━━ Quoted passage ━━

Background: The domestic pig Sus scrofa domesticus originated from the wild boar S. scrofa about 10,000 years ago. During domestication, drastic morphological, physiological, and behavioral changes developed between domestic pigs and wild boars through artificial and natural selection. The long non-coding RNA (lncRNA) H19, which is located within the imprinting gene cluster H19-IGF2, plays an important role in regulating muscle development in humans and mice. This study systematically analyzed the molecular evolution of H19 and its possible epigenetic changes during pig domestication and breeding to explore the genetic and epigenetic contributions of H19 to pig domestication.
Results: The molecular evolution of H19 was initially analyzed on a large phylogenetic scale. Results showed that the gene was highly conserved within a broad range, especially in the 5' terminal sequence. The molecular evolution of the gene was then analyzed using published re-sequencing data of 30 wild boars from Tibet, 3 wild boars from Sichuan, and 15 native pigs from other regions in China. Eight polymorphic sites were identified, and the nucleotide diversity (π) value within the H19 gene body was significantly higher (Z-test, P < 0.05) in domesticated pigs than in wild pigs. However, no significant divergence occurred between domesticated and wild pigs. Single nucleotide polymorphisms in the 3' terminal sequence were surveyed in other Chinese local breeds and foreign pig breeds. We observed a consistently higher diversity in domesticated pigs than in wild pigs. The methylation pattern of the H19 gene in pigs was subsequently analyzed using published methylated DNA immunoprecipitation data and an unpublished single-base resolution liver methylome. Analysis results showed distinct methylation levels in some tissues. Among the samples surveyed, Landrace showed the lowest methylation level, followed by the Guizhou wild boar, whereas the Enshi pig exhibited the highest methylation level in the 2 kb upstream region of the H19 gene. Liver transcriptome data suggested that Landrace harbored the highest expression of the H19 gene, followed by the Guizhou wild boar, whereas the Enshi pig harbored the lowest expression of the gene. Differential methylation sites (DMSs) among the three breeds were mainly identified in the 2 kb upstream region of the H19 gene. In the Enshi pig, we detected allele-specific methylation (ASM) regions in the 2 kb upstream region of the H19 gene. Most of the DMSs in the upstream 2 kb region of the gene were also located in the ASM region in this breed.
Conclusions: Molecular analyses suggest that the H19 gene was highly conserved during large-scale evolution and exhibited genotype differentiation during domestication and breed differentiation. The drastic diversity pattern between domestic and wild pigs in the H19 gene body, which was highly conserved during large-scale evolution, suggests that this gene might have played roles in the breed differentiation of domestic pigs. Methylation analysis indicates an opposite epigenetic regulation direction between Chinese and European pig (EU) domestication, which resulted in opposite expression changes in this gene between the two domesticated groups. Our preliminary analyses on DMSs among different pig breeds and ASM imply that imprinting was associated with methylation differences. This study systematically demonstrates the genetic and epigenetic patterns of H19 during pig domestication and provide valuable cues and basis for further research on the function of H19 in pig domestication.
Keywords: Breed divergence; Domestication; H19; Long non-coding gene; Methylation; Molecular evolution; Pig.

━━━

• [Description of the task] List every keyword given at the end of the abstract on H19 in pig domestication.

━━ Exercise data ━━

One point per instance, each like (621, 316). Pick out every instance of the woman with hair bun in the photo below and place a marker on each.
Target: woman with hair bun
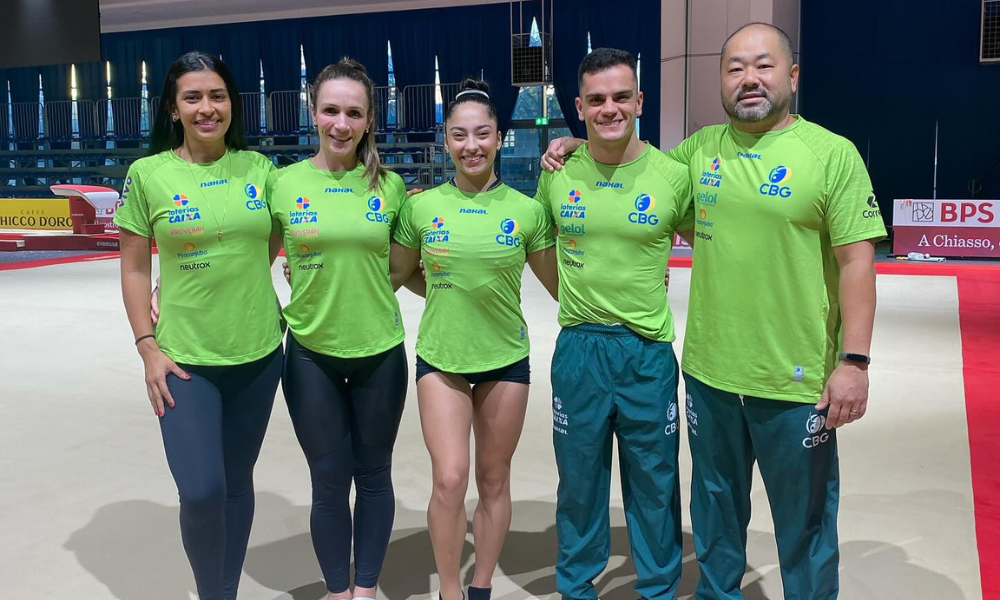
(474, 234)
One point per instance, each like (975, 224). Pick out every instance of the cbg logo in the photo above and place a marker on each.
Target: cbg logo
(814, 425)
(672, 417)
(644, 204)
(508, 234)
(253, 203)
(778, 176)
(375, 215)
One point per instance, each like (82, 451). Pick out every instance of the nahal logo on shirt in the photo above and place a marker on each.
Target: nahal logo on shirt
(508, 233)
(776, 181)
(711, 176)
(643, 214)
(437, 231)
(182, 212)
(572, 209)
(376, 213)
(303, 215)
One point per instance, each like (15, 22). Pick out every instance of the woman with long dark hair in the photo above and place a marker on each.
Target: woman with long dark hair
(475, 234)
(213, 359)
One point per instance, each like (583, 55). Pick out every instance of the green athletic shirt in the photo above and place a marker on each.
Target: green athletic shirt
(474, 247)
(615, 231)
(764, 317)
(337, 233)
(217, 303)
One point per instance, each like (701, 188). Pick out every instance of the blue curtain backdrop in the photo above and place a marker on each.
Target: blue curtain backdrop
(608, 29)
(468, 41)
(24, 93)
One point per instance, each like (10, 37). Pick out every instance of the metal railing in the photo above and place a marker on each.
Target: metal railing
(287, 114)
(25, 119)
(126, 116)
(418, 108)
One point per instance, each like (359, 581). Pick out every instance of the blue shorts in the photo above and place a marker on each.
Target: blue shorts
(518, 372)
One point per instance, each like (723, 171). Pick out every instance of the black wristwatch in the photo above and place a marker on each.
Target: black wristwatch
(863, 359)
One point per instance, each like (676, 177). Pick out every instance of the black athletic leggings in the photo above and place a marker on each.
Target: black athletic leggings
(212, 437)
(346, 413)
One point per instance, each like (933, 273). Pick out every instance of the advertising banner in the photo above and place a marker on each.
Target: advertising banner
(960, 228)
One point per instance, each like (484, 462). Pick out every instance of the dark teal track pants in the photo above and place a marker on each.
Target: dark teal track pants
(798, 462)
(608, 382)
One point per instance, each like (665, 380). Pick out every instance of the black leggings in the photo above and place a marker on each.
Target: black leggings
(212, 437)
(346, 414)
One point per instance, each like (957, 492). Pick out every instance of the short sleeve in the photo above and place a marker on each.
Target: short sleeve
(133, 214)
(683, 152)
(406, 232)
(852, 213)
(542, 192)
(269, 188)
(542, 235)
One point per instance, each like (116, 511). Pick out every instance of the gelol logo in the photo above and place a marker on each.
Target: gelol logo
(643, 215)
(572, 209)
(711, 176)
(508, 234)
(375, 215)
(776, 182)
(702, 219)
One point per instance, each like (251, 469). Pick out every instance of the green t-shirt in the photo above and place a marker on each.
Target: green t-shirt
(337, 233)
(615, 231)
(474, 247)
(764, 317)
(217, 303)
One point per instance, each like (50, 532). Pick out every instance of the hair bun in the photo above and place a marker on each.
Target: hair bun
(353, 64)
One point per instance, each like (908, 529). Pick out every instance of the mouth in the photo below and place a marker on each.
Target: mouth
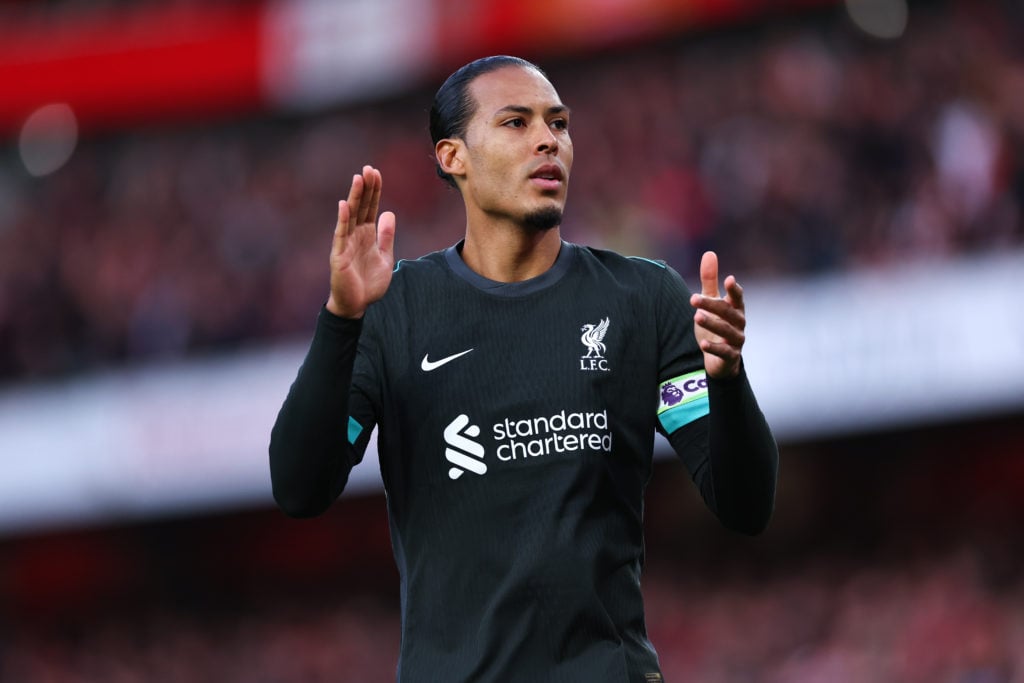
(549, 176)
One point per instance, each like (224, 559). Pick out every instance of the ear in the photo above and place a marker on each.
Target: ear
(451, 156)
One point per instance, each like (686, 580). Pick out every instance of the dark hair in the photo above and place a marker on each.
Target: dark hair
(453, 107)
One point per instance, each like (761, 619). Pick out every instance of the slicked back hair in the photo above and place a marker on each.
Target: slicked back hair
(453, 105)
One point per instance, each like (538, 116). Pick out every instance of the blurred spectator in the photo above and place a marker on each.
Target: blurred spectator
(795, 147)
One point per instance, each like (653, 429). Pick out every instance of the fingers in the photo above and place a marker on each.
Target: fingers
(365, 197)
(385, 235)
(726, 331)
(709, 273)
(342, 229)
(734, 293)
(375, 182)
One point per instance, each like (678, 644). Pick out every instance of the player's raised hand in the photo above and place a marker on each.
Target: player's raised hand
(719, 322)
(363, 253)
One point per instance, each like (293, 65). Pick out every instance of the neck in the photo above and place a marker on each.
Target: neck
(511, 254)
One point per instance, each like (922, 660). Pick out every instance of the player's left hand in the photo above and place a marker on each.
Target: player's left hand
(719, 321)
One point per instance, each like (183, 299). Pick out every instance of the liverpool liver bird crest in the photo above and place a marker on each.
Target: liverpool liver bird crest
(593, 336)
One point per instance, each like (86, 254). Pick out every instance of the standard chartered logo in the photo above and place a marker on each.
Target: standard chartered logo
(561, 433)
(462, 452)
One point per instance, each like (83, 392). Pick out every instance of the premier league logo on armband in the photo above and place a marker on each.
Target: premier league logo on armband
(671, 394)
(593, 339)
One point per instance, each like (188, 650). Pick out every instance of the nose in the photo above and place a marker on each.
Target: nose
(547, 142)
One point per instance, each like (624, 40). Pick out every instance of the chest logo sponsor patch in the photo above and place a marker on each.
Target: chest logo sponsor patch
(593, 339)
(561, 434)
(464, 453)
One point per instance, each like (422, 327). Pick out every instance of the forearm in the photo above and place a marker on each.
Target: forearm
(732, 456)
(742, 456)
(310, 457)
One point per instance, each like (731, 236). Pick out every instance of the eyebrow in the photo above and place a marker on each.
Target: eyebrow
(520, 109)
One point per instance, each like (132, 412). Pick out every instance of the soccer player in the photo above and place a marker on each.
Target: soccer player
(516, 381)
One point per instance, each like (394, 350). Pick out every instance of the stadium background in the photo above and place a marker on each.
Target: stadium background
(168, 176)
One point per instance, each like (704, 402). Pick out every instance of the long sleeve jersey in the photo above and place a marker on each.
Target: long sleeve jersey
(515, 430)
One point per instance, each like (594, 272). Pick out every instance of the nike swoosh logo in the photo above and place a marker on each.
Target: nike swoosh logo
(429, 365)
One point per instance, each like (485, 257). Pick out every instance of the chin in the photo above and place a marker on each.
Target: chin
(544, 218)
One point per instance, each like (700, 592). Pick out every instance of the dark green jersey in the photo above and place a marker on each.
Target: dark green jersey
(515, 427)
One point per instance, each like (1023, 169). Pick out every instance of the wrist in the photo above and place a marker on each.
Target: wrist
(341, 311)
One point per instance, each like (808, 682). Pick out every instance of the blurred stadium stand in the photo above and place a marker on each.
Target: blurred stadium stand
(168, 177)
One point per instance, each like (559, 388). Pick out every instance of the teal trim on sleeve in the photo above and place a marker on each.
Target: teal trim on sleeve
(354, 429)
(683, 414)
(652, 262)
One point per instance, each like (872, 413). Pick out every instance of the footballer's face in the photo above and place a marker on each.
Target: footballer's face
(517, 154)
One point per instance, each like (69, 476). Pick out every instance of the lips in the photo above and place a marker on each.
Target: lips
(548, 172)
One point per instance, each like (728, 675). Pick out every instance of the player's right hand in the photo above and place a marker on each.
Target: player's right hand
(363, 253)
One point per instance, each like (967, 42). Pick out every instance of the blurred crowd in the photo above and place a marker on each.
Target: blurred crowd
(939, 621)
(795, 146)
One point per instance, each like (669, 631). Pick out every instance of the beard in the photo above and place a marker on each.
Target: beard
(543, 219)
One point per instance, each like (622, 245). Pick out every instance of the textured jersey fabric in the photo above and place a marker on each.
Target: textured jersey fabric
(515, 427)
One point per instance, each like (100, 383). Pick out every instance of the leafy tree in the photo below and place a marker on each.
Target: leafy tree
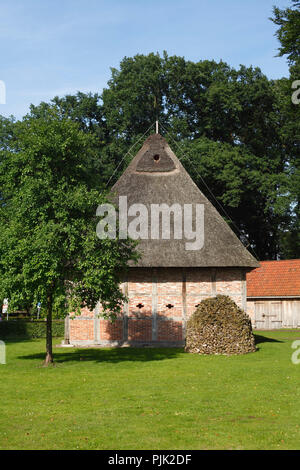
(48, 243)
(288, 32)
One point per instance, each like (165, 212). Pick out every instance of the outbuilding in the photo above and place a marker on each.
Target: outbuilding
(273, 295)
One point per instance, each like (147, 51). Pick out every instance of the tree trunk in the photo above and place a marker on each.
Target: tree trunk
(49, 353)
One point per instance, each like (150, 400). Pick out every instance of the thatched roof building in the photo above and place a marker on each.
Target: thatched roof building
(174, 272)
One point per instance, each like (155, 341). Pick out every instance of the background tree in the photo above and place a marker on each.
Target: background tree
(48, 243)
(288, 35)
(288, 32)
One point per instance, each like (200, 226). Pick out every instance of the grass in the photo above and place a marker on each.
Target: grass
(151, 398)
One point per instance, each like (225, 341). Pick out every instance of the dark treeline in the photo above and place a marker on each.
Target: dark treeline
(237, 133)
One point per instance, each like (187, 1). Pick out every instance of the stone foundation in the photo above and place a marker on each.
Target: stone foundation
(160, 300)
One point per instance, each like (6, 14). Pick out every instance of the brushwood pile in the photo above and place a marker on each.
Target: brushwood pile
(219, 326)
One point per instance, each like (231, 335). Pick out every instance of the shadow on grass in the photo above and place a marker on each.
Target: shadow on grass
(111, 355)
(264, 339)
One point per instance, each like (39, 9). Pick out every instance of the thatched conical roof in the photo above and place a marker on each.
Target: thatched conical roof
(156, 176)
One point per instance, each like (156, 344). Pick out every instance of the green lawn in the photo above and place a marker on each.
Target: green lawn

━━━

• [Result of the exercise] Breed divergence; Domestication; H19; Long non-coding gene; Methylation; Molecular evolution; Pig